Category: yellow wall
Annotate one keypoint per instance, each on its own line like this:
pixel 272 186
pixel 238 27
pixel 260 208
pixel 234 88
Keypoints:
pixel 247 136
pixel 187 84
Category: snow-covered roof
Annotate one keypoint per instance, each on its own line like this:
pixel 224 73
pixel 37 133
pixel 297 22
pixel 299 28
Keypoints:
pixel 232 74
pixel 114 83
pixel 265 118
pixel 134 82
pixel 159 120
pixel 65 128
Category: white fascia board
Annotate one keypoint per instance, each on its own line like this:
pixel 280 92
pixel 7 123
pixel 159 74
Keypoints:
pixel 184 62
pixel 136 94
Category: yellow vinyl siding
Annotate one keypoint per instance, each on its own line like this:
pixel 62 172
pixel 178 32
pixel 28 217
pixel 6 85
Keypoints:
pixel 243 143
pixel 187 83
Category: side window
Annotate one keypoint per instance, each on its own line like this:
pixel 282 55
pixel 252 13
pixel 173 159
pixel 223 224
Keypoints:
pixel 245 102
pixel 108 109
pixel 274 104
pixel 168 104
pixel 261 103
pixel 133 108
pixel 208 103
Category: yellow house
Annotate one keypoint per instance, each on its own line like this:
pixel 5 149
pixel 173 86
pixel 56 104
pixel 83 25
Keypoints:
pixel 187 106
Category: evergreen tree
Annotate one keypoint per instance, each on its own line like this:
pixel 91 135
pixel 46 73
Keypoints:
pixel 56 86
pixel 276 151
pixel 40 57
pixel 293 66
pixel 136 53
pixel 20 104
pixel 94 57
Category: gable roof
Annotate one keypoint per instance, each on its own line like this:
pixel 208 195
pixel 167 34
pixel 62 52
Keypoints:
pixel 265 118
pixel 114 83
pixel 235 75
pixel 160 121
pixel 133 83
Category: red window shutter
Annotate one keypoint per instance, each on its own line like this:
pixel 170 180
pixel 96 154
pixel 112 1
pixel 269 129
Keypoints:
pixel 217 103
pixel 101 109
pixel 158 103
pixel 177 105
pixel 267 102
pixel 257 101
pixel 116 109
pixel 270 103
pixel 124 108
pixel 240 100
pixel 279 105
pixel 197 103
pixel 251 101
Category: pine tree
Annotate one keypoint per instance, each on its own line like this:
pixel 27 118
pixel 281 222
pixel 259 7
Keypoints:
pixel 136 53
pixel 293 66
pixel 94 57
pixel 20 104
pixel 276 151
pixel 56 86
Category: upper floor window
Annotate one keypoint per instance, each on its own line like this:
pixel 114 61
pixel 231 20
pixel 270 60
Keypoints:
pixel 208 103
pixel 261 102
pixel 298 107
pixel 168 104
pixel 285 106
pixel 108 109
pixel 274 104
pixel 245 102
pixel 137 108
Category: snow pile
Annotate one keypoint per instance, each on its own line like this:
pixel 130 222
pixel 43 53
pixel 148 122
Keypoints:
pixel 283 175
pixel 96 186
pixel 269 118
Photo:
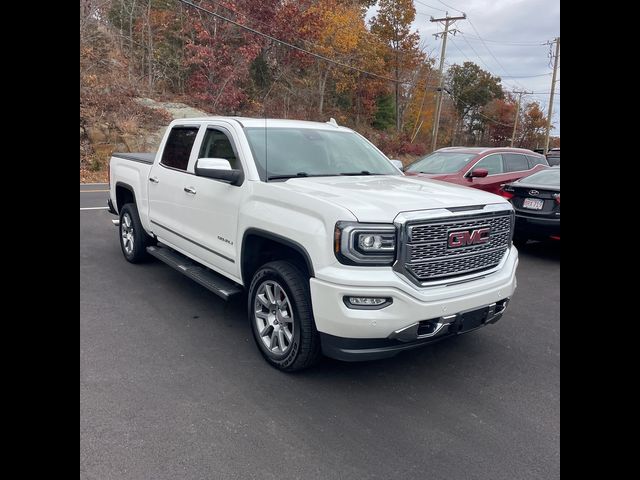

-.-.-

Copy the items word for word, from the first line through the line containing "pixel 136 94", including that line.

▶ _SOLUTION TO THIS PROBLEM_:
Category: yellow wall
Annotate one keypoint per instance, each on its own line like this:
pixel 272 186
pixel 238 27
pixel 260 208
pixel 234 88
Keypoints:
pixel 247 136
pixel 187 84
Category: snow-covered roof
Annotate one keypoint per instance, each on its own line like this:
pixel 224 73
pixel 37 133
pixel 297 22
pixel 299 28
Keypoints:
pixel 232 74
pixel 114 83
pixel 265 118
pixel 134 82
pixel 159 120
pixel 65 128
Category: white fascia board
Annotate one keypoint per instance, each on its own line like this:
pixel 280 92
pixel 7 123
pixel 159 74
Keypoints:
pixel 184 62
pixel 136 94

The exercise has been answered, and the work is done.